Given records START
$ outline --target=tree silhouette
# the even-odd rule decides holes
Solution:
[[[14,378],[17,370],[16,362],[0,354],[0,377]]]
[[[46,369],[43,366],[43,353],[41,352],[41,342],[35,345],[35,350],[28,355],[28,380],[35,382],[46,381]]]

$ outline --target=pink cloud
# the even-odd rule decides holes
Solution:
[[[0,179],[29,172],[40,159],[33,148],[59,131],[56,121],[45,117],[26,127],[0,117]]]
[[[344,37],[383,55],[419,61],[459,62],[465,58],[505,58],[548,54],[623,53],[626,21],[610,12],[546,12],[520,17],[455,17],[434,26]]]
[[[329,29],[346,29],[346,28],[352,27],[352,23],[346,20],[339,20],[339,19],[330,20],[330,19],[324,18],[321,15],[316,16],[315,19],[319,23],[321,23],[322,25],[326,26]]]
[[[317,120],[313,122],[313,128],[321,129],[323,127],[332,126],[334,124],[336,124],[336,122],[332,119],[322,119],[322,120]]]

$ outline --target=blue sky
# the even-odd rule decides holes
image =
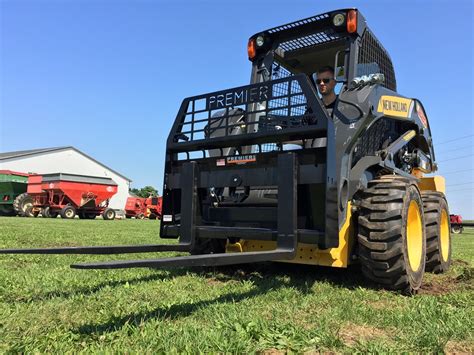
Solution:
[[[474,219],[470,0],[0,0],[0,151],[73,145],[161,192],[182,99],[247,84],[250,35],[345,7],[423,102],[451,212]]]

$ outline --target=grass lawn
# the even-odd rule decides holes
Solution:
[[[158,223],[0,218],[0,248],[169,242]],[[474,352],[474,228],[414,297],[376,289],[357,267],[69,268],[140,257],[151,254],[0,255],[0,353]]]

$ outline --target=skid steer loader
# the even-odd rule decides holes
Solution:
[[[357,9],[259,32],[250,85],[186,98],[166,143],[162,238],[177,244],[1,253],[189,256],[78,269],[262,261],[346,268],[416,291],[451,262],[445,182],[422,103],[397,93],[391,59]],[[331,114],[313,74],[333,66]]]

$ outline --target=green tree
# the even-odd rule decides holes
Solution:
[[[158,190],[153,186],[145,186],[141,189],[133,188],[130,189],[130,192],[138,197],[156,197],[158,195]]]

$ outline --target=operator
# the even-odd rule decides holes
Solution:
[[[334,79],[334,68],[325,66],[316,73],[316,86],[321,94],[321,100],[326,108],[329,116],[336,105],[337,95],[334,93],[336,80]],[[315,138],[305,143],[306,148],[323,147],[327,144],[326,138]]]
[[[321,94],[324,107],[326,107],[326,110],[328,110],[331,116],[337,100],[337,95],[334,93],[334,88],[336,87],[334,68],[325,66],[319,69],[316,74],[316,85]]]

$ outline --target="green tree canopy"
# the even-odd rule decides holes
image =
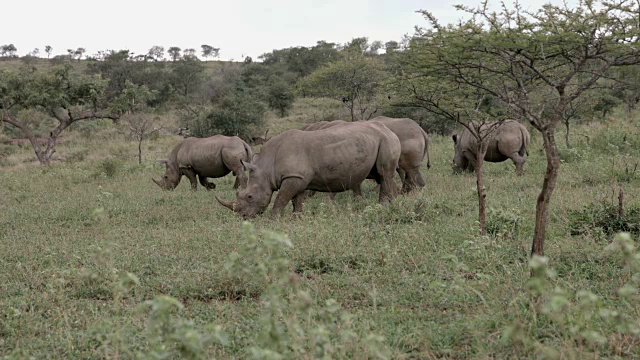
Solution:
[[[484,1],[478,8],[457,8],[471,18],[442,26],[422,11],[430,27],[411,39],[400,82],[413,101],[453,116],[477,115],[492,97],[542,133],[547,172],[532,246],[532,253],[542,255],[559,168],[556,125],[608,70],[640,62],[640,4],[586,0],[575,8],[547,4],[527,12],[516,3],[492,12]]]
[[[211,45],[200,45],[202,48],[202,57],[203,58],[217,58],[220,55],[220,48],[215,48]]]
[[[355,121],[370,119],[387,103],[387,78],[381,59],[350,52],[301,79],[297,86],[303,96],[341,100]]]
[[[2,121],[20,129],[40,163],[48,165],[58,136],[71,124],[88,119],[118,119],[119,113],[108,110],[106,88],[106,80],[74,75],[69,65],[46,72],[0,70]],[[57,126],[49,131],[46,148],[40,145],[30,125],[20,118],[21,110],[36,110],[57,121]]]

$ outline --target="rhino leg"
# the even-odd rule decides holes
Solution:
[[[200,180],[200,185],[202,185],[207,190],[213,190],[216,188],[216,184],[208,182],[205,176],[198,175],[198,180]]]
[[[518,176],[522,176],[524,175],[524,157],[520,156],[520,154],[513,153],[511,154],[511,160],[513,160],[513,163],[516,164],[516,175]]]
[[[420,173],[420,169],[418,169],[418,173],[417,173],[417,176],[416,176],[416,183],[421,188],[423,188],[423,187],[425,187],[425,185],[427,185],[427,182],[424,181],[424,178],[422,177],[422,173]]]
[[[355,197],[362,197],[362,183],[353,187],[353,195]]]
[[[467,159],[467,168],[466,170],[469,172],[474,172],[476,171],[476,156],[468,151],[465,151],[462,153],[465,157],[465,159]]]
[[[305,192],[304,191],[293,197],[291,202],[293,203],[293,212],[294,213],[301,213],[302,212],[302,206],[304,204],[304,199],[305,199]]]
[[[406,176],[402,181],[402,193],[409,193],[422,186],[424,186],[424,180],[420,175],[420,168],[407,169]]]
[[[233,175],[236,176],[236,181],[233,184],[234,189],[237,189],[238,187],[244,189],[247,187],[248,178],[244,173],[245,169],[244,165],[242,165],[242,160],[245,160],[243,154],[232,153],[223,149],[222,162],[224,163],[224,166],[231,170]],[[251,159],[247,161],[251,161]]]
[[[271,217],[277,218],[282,216],[284,212],[284,208],[287,206],[289,201],[293,199],[294,196],[301,195],[300,197],[304,199],[304,191],[307,188],[308,183],[305,183],[300,178],[286,178],[282,180],[280,184],[280,190],[278,190],[278,195],[276,196],[276,201],[273,204],[273,208],[271,209]],[[298,200],[302,201],[302,200]]]
[[[196,181],[196,173],[192,168],[182,168],[182,174],[186,176],[191,182],[191,190],[196,190],[198,188],[198,181]]]
[[[382,204],[391,202],[398,194],[398,184],[394,180],[395,169],[376,169],[376,173],[372,174],[374,180],[380,184],[380,193],[378,201]]]

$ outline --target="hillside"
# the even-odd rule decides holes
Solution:
[[[87,69],[87,64],[90,63],[91,60],[72,60],[67,61],[68,64],[72,66],[74,71],[82,73]],[[0,70],[6,69],[9,71],[17,71],[24,66],[33,66],[37,69],[46,69],[51,66],[56,66],[63,64],[64,61],[57,59],[44,59],[44,58],[22,58],[22,59],[6,59],[0,58]],[[169,63],[169,62],[167,62]],[[219,73],[221,69],[225,68],[235,68],[239,67],[241,62],[231,62],[231,61],[222,61],[222,60],[207,60],[202,61],[202,64],[205,68],[205,75],[212,76],[214,74]]]

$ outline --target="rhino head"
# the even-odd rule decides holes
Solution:
[[[182,175],[178,171],[178,167],[168,159],[159,159],[158,163],[166,166],[164,176],[160,180],[151,178],[156,185],[160,186],[162,190],[173,190],[180,183]]]
[[[273,190],[264,171],[245,161],[242,161],[242,165],[245,170],[249,170],[247,187],[236,192],[234,201],[224,201],[217,196],[216,200],[227,209],[240,213],[243,218],[251,219],[269,207]]]
[[[453,139],[453,149],[455,151],[451,168],[454,173],[459,173],[467,168],[469,161],[462,154],[462,140],[457,135],[453,135],[451,138]]]

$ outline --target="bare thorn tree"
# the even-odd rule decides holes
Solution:
[[[129,124],[129,136],[138,142],[138,164],[142,164],[142,142],[151,135],[159,132],[162,127],[156,127],[158,118],[151,114],[130,113],[125,116],[127,124]]]

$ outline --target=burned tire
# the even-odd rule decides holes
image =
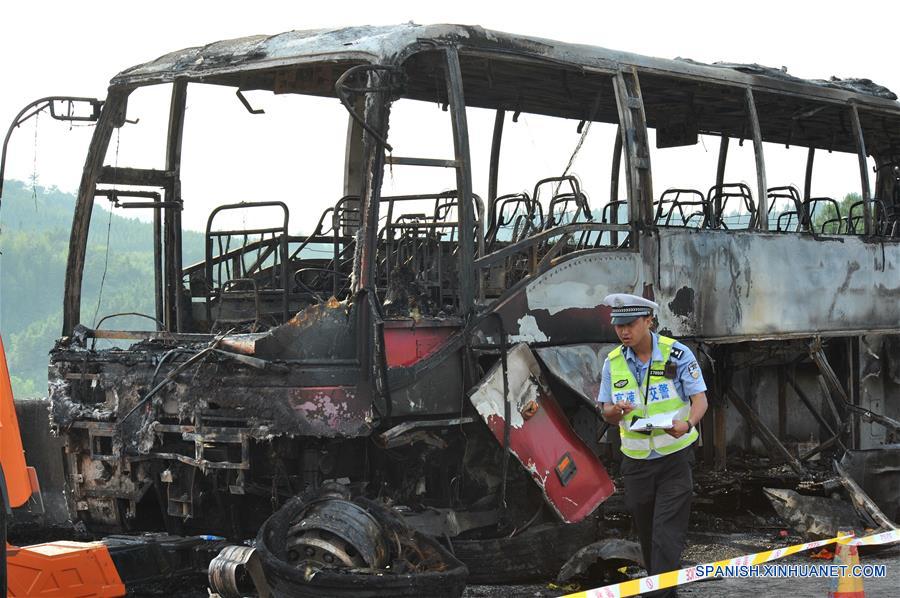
Given records END
Your answer should be an exact copy of the records above, with no pictures in it.

- **Output below**:
$ outline --target=tree silhouette
# the even-odd rule decides holes
Solution:
[[[14,378],[17,370],[16,362],[0,354],[0,377]]]
[[[46,369],[43,366],[43,353],[41,352],[41,342],[35,345],[35,350],[28,355],[28,380],[35,382],[46,381]]]

$ outline --target=pink cloud
# the even-odd rule decides holes
Solution:
[[[0,179],[29,172],[40,159],[33,148],[59,131],[56,121],[45,117],[26,127],[0,117]]]
[[[344,37],[383,55],[419,61],[459,62],[465,58],[505,58],[548,54],[623,53],[626,21],[610,12],[546,12],[520,17],[455,17],[434,26]]]
[[[329,29],[346,29],[346,28],[352,27],[352,23],[346,20],[339,20],[339,19],[330,20],[330,19],[324,18],[321,15],[316,16],[315,19],[319,23],[321,23],[322,25],[326,26]]]
[[[317,120],[313,122],[313,128],[321,129],[323,127],[332,126],[334,124],[336,124],[336,122],[332,119],[322,119],[322,120]]]

$ outline --target=blue sky
# the even-odd rule decides holes
image =
Solution:
[[[474,219],[470,0],[0,0],[0,151],[73,145],[161,192],[182,99],[247,84],[250,35],[345,7],[423,102],[451,212]]]

$ outline --target=grass lawn
# the even-odd rule decides holes
Solution:
[[[158,223],[0,218],[0,248],[169,242]],[[474,352],[474,228],[414,297],[376,289],[357,267],[69,268],[140,257],[151,254],[0,255],[0,353]]]

$ outline --target=skid steer loader
# the even-odd rule decides holes
Solution:
[[[357,9],[259,32],[250,85],[186,98],[166,143],[162,238],[177,244],[1,253],[189,256],[78,269],[262,261],[346,268],[416,291],[451,262],[445,182],[422,103],[397,93],[391,59]],[[331,114],[313,74],[333,66]]]

$ outline --target=green tree
# the even-odd rule decides holes
Solution:
[[[158,190],[153,186],[145,186],[141,189],[133,188],[130,189],[130,192],[138,197],[156,197],[158,195]]]

$ outline --target=operator
# the even-odd rule decides holes
Solution:
[[[334,79],[334,68],[325,66],[316,73],[316,86],[321,94],[321,100],[326,108],[329,116],[336,105],[337,95],[334,93],[336,80]],[[315,138],[305,143],[306,148],[323,147],[327,144],[326,138]]]
[[[321,94],[324,107],[326,107],[326,110],[328,110],[331,116],[337,100],[337,95],[334,93],[334,88],[336,87],[334,68],[325,66],[319,69],[316,74],[316,85]]]

$ outline --target="green tree canopy"
# the even-odd rule decides holes
image =
Solution:
[[[484,1],[478,8],[457,8],[471,18],[442,26],[422,11],[430,27],[411,39],[400,82],[413,101],[453,116],[477,115],[492,97],[542,133],[547,172],[532,246],[532,253],[542,255],[559,168],[556,125],[608,70],[640,62],[640,4],[586,0],[575,8],[547,4],[527,12],[516,3],[492,12]]]
[[[211,45],[200,45],[202,48],[202,57],[203,58],[217,58],[220,55],[220,48],[215,48]]]
[[[355,121],[370,119],[387,103],[387,78],[381,59],[350,52],[301,79],[297,86],[303,96],[341,100]]]
[[[2,121],[20,129],[40,163],[48,165],[58,136],[71,124],[88,119],[118,119],[119,113],[108,110],[106,88],[106,80],[74,75],[69,65],[46,72],[0,70]],[[57,126],[49,131],[46,148],[40,145],[30,125],[20,118],[21,110],[36,110],[57,121]]]

$ outline --target="rhino leg"
# the even-odd rule decides holes
Solution:
[[[200,180],[200,185],[202,185],[207,190],[213,190],[216,188],[216,184],[208,182],[205,176],[198,175],[198,180]]]
[[[518,176],[522,176],[524,175],[524,157],[520,156],[520,154],[513,153],[511,154],[511,160],[513,160],[513,163],[516,164],[516,175]]]
[[[420,173],[420,169],[418,169],[418,173],[417,173],[417,176],[416,176],[416,183],[421,188],[423,188],[423,187],[425,187],[425,185],[427,185],[427,182],[424,181],[424,178],[422,177],[422,173]]]
[[[355,197],[362,197],[362,183],[353,187],[353,195]]]
[[[467,159],[467,168],[466,170],[469,172],[474,172],[476,171],[476,156],[468,151],[465,151],[462,153],[465,157],[465,159]]]
[[[305,192],[304,191],[293,197],[291,202],[293,203],[293,212],[294,213],[301,213],[302,212],[302,206],[304,204],[304,199],[305,199]]]
[[[406,176],[402,181],[402,193],[409,193],[422,186],[424,186],[424,180],[420,175],[420,168],[407,169]]]
[[[233,175],[236,176],[236,181],[233,184],[234,189],[237,189],[238,187],[244,189],[247,187],[248,178],[244,173],[245,169],[244,165],[242,165],[242,160],[245,160],[243,154],[232,153],[223,149],[222,162],[224,163],[224,166],[231,170]],[[251,159],[247,161],[251,161]]]
[[[271,217],[277,218],[282,216],[284,212],[284,208],[287,206],[289,201],[293,199],[294,196],[301,195],[300,197],[304,199],[304,191],[307,188],[308,183],[305,183],[300,178],[286,178],[282,180],[280,184],[280,190],[278,190],[278,195],[276,196],[276,201],[273,204],[273,208],[271,209]],[[298,200],[302,201],[302,200]]]
[[[196,181],[196,173],[192,168],[182,168],[182,174],[186,176],[191,182],[191,190],[196,190],[198,188],[198,181]]]
[[[382,204],[391,202],[398,194],[398,184],[394,180],[395,169],[376,169],[376,173],[372,174],[374,180],[380,184],[380,193],[378,201]]]

$ outline --target="hillside"
# the even-odd rule decides holes
Solution:
[[[87,69],[87,64],[90,63],[91,60],[72,60],[67,61],[68,64],[72,66],[74,71],[82,73]],[[0,70],[6,69],[9,71],[17,71],[24,66],[33,66],[37,69],[46,69],[51,66],[56,66],[63,64],[64,61],[57,59],[44,59],[44,58],[22,58],[22,59],[6,59],[0,58]],[[169,63],[169,62],[167,62]],[[219,73],[221,69],[225,68],[235,68],[239,67],[241,62],[231,62],[231,61],[222,61],[222,60],[207,60],[202,61],[202,64],[205,68],[205,75],[212,76],[214,74]]]

$ outline --target="rhino head"
# the even-odd rule decides holes
Solution:
[[[182,175],[178,171],[178,167],[168,159],[159,159],[158,163],[166,166],[164,176],[160,180],[151,178],[156,185],[160,186],[162,190],[173,190],[180,183]]]
[[[273,190],[264,171],[245,161],[242,161],[242,165],[245,170],[249,170],[247,187],[236,192],[234,201],[224,201],[217,196],[216,200],[227,209],[240,213],[243,218],[251,219],[269,207]]]
[[[453,139],[453,149],[455,151],[451,168],[454,173],[459,173],[467,168],[469,161],[462,154],[462,140],[457,135],[453,135],[451,138]]]

$ outline --target="bare thorn tree"
# the even-odd rule decides holes
Solution:
[[[129,124],[129,136],[138,142],[138,164],[142,164],[142,142],[151,135],[159,132],[162,127],[156,127],[158,118],[151,114],[130,113],[125,116],[127,124]]]

$ outline --target=burned tire
# the even-odd rule decides holes
image =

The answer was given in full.